PROMPT:
Below are records; extract exactly the lines from the one with "# x and y for" through the final line, including both, but drop the pictures.

DATA EXTRACT:
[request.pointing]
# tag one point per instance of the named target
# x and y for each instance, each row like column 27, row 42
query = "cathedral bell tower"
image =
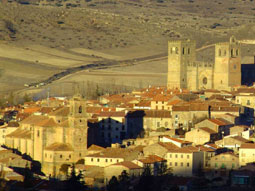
column 227, row 68
column 181, row 54
column 78, row 125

YOUR RESPONSE:
# x and y for each instance, each row like column 27, row 42
query = "cathedral bell tower"
image =
column 227, row 68
column 181, row 54
column 78, row 125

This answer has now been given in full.